• Short exercise: Convert the data below into a JSON list of strings, with each line as its own string and blank lines omitted.

• Records supplied:
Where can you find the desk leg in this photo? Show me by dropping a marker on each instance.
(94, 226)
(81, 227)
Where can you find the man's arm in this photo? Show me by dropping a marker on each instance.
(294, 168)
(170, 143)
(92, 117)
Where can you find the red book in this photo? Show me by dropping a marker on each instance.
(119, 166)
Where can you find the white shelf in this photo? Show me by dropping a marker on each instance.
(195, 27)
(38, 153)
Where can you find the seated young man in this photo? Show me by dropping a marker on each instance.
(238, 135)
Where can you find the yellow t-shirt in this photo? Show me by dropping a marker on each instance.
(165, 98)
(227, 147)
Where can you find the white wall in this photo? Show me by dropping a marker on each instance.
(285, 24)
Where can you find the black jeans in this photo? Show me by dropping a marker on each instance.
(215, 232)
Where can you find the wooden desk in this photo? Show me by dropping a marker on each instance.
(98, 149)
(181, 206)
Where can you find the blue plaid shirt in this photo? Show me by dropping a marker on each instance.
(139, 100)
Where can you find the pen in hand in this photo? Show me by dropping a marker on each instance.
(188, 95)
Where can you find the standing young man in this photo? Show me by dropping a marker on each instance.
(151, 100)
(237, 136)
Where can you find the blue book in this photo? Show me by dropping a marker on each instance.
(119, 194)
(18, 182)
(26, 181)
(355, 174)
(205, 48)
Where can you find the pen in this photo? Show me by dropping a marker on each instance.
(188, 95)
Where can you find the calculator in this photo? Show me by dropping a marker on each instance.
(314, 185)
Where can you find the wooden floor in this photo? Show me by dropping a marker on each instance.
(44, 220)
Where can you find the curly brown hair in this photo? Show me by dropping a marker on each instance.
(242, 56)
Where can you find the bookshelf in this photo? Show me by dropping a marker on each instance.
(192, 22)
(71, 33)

• Solved problem:
[
  "Where can you find the desk leg in this photo? Show me by dropping a marker on each instance.",
  "(94, 226)",
  "(81, 227)",
  "Where can you find the man's arm in this photo? Show me by dropping a marker on each instance.",
  "(294, 168)",
  "(170, 143)",
  "(92, 117)",
  "Where can you find the red book in this photo? Show me by dropping a marker on each instance.",
  "(119, 166)",
  "Where can you find the white shelf in this photo? Show me by dropping a marker on each instance.",
  "(195, 27)",
  "(38, 153)",
  "Where can you find the seated young man in this photo? Show me by dropping a marker on each instance.",
  "(238, 135)",
  "Where can you find the yellow t-shirt in this photo? Show me by dropping a marker on each instance.",
  "(165, 98)",
  "(227, 147)",
  "Where can you find the white wall in this photo? Show me by dropping a marker on each instance.",
  "(285, 24)",
  "Where can you find the black jeans in this photo? Show me by dropping a marker on each instance.",
  "(215, 232)",
  "Where can you find the wooden desk in this photo? Show me by dropping a marker on each instance.",
  "(98, 149)",
  "(181, 206)",
  "Where can you find the blue plaid shirt in this photo? Show me by dropping a marker on each instance.",
  "(139, 100)",
  "Where can you find the pen in hand in this photo? Show me by dropping a marker on each instance.",
  "(188, 95)",
  "Where can you find the standing young man in this photo? Show me by dropping a marker on each instance.",
  "(151, 100)",
  "(237, 136)",
  "Where can you find the blue book in this photo? Show me by dropping a marker on each instance.",
  "(119, 194)",
  "(18, 182)",
  "(26, 181)",
  "(355, 174)",
  "(205, 48)",
  "Where can you find the pen in this photo? Show me by dropping a marker on each instance.",
  "(188, 95)",
  "Where can you find the calculator in this photo? Show me by dropping a marker on each instance.",
  "(314, 185)",
  "Where can you find the wooden floor in this photo? Show me by dropping a marker on each instance.",
  "(44, 220)",
  "Where can you find the curly brown hair in this photo? Show me by dropping a marker on each instance.",
  "(242, 56)",
  "Where can you find the bookshelf in this photo? Show me by dropping a marker on each instance.",
  "(192, 22)",
  "(71, 33)"
]